#### Recorded data:
--------------------------------------------------
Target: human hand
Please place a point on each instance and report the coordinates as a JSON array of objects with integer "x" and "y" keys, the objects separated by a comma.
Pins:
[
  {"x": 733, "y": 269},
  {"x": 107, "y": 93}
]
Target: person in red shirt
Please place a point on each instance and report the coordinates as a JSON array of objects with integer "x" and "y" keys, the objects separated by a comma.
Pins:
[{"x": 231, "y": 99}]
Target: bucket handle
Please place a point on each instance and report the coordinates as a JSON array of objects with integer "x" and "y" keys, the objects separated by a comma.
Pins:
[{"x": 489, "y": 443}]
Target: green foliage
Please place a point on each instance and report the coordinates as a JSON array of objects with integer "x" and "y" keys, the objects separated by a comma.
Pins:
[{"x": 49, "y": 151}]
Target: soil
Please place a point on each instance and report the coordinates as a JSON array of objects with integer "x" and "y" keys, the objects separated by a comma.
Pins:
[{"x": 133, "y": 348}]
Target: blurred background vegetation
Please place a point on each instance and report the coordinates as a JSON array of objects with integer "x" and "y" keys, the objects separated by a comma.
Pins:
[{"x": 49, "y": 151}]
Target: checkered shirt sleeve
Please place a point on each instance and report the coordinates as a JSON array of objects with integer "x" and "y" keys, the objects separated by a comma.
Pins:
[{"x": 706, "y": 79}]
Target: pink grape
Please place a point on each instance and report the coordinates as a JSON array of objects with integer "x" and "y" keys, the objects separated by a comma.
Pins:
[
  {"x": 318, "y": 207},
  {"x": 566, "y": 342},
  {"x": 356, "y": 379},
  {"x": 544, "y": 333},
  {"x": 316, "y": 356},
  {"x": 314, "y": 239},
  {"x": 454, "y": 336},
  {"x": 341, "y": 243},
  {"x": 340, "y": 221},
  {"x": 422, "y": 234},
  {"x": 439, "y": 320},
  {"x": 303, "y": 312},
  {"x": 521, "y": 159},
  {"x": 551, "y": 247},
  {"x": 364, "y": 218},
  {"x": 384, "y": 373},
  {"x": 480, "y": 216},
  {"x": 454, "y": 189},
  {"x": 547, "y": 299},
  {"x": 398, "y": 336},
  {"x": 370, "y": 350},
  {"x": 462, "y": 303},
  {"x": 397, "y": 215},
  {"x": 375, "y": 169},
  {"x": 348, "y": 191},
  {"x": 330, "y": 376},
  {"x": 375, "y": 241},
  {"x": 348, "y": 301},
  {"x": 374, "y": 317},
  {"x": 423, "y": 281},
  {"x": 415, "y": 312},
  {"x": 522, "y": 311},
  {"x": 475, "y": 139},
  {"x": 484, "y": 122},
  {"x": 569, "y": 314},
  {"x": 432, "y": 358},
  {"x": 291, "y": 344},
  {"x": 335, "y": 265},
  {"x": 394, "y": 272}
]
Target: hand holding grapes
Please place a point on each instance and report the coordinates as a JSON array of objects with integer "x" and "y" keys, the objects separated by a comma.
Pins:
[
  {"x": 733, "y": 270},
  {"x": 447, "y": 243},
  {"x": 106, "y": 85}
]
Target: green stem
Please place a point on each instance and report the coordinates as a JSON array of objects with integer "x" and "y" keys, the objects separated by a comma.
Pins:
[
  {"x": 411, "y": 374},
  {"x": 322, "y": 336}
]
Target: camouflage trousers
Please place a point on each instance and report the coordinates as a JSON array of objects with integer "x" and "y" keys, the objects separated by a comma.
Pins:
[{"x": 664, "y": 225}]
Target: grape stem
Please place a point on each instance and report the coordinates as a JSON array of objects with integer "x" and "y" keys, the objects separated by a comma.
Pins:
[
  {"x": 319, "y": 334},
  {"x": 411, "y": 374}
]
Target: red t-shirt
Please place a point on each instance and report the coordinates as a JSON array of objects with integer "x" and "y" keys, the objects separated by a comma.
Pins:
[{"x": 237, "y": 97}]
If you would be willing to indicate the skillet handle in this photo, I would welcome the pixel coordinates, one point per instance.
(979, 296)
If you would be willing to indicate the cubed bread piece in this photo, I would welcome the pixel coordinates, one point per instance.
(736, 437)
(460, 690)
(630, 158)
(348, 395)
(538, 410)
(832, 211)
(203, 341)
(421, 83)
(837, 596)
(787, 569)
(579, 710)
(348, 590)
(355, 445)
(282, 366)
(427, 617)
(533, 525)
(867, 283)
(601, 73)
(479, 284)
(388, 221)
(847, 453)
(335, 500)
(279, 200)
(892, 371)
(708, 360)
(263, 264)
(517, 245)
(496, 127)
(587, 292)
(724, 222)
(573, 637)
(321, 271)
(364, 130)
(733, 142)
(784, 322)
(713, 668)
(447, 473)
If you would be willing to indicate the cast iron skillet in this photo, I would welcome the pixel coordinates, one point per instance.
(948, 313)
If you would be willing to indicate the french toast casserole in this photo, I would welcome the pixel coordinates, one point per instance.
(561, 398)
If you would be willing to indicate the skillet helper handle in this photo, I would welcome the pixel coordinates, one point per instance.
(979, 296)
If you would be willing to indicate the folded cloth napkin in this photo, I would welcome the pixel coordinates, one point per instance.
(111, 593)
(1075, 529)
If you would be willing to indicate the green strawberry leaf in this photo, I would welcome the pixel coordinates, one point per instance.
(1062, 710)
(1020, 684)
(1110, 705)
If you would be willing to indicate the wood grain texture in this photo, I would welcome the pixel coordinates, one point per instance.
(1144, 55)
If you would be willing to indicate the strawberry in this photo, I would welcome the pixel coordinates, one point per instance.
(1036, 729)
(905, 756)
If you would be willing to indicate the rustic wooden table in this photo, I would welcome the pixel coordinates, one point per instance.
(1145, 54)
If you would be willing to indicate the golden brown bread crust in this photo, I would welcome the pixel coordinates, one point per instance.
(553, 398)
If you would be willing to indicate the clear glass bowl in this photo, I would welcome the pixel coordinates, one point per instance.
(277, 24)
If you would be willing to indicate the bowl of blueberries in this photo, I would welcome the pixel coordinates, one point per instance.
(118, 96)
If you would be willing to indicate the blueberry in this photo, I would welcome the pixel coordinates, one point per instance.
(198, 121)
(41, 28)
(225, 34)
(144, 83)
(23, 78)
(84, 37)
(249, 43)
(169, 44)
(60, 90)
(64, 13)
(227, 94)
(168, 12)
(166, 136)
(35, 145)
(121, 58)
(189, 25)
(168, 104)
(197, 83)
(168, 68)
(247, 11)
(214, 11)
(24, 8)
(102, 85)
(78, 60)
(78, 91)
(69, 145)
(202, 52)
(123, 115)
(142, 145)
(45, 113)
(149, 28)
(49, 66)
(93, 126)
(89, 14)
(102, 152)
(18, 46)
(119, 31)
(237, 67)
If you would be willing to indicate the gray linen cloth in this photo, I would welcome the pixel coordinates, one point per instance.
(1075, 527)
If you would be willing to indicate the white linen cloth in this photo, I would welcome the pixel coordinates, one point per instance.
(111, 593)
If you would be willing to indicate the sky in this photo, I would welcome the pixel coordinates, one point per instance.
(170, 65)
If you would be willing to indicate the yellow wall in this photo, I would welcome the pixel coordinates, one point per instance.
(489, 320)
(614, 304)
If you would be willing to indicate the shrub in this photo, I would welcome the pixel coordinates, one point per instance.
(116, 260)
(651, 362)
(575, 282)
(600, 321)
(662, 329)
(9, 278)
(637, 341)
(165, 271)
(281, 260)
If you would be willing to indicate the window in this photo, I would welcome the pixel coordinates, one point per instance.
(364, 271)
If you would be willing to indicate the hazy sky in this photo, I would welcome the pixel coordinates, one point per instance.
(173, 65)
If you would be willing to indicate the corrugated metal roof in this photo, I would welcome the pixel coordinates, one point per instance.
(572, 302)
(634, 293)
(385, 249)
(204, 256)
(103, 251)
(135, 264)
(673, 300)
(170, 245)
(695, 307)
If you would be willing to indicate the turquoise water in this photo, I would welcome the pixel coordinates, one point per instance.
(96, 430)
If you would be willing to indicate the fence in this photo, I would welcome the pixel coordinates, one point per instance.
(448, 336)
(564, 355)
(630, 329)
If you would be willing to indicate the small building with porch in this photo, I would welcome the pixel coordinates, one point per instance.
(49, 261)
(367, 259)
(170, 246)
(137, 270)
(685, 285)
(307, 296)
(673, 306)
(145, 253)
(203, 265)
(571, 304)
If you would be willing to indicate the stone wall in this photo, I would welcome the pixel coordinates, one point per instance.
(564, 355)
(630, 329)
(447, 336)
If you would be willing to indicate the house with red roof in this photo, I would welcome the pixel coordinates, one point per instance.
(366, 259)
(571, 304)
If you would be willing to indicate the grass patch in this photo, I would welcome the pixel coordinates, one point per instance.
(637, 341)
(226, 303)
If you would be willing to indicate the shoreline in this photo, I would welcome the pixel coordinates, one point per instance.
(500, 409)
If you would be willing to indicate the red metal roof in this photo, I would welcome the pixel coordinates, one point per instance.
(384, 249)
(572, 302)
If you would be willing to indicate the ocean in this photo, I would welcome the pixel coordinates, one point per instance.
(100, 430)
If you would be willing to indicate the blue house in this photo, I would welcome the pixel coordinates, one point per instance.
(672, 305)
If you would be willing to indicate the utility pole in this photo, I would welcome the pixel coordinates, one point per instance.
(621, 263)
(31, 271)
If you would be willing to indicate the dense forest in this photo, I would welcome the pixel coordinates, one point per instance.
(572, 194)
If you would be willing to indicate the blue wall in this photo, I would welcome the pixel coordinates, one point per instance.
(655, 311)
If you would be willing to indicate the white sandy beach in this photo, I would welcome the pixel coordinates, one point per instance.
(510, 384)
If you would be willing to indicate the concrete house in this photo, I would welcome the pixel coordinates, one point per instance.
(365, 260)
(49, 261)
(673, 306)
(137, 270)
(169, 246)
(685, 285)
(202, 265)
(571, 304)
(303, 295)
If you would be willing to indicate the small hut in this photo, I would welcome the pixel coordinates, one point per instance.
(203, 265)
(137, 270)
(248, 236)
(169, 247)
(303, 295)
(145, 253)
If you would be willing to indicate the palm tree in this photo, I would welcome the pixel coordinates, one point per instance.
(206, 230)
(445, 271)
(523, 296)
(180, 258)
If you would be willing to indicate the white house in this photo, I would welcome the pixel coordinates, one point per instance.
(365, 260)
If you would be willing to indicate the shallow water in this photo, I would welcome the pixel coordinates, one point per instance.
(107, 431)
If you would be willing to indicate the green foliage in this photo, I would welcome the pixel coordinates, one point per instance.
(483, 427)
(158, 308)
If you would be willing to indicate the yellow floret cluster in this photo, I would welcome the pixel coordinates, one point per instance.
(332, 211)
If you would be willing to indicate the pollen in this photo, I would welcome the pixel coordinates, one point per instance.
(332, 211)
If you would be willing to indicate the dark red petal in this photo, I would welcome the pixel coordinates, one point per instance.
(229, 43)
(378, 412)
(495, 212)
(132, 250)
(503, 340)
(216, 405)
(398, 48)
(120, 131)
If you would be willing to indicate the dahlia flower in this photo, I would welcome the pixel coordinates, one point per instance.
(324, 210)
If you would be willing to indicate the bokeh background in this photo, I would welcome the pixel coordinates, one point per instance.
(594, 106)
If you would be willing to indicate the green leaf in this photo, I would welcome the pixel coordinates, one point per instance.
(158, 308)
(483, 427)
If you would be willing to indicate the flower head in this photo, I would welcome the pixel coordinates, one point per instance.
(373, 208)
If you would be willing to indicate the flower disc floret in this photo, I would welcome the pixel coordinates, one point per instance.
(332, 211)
--------------------------------------------------
#### Exercise brief:
Reproduce without change the stretch of the records from the line containing "If you would be willing to indicate the green leaf" through the last line of the records, both ends included.

#### Output of the task:
If you would be willing to indicate the green leaf in this photo, I would welcome the pixel coordinates, one point per instance.
(158, 308)
(483, 427)
If you would be willing to indicate the flower head in this photo, I would welcome the pixel coordinates, one point per instance.
(373, 208)
If you would be willing to indicate the flower disc floret in this photo, I would welcome the pixel coordinates, one point per instance.
(332, 211)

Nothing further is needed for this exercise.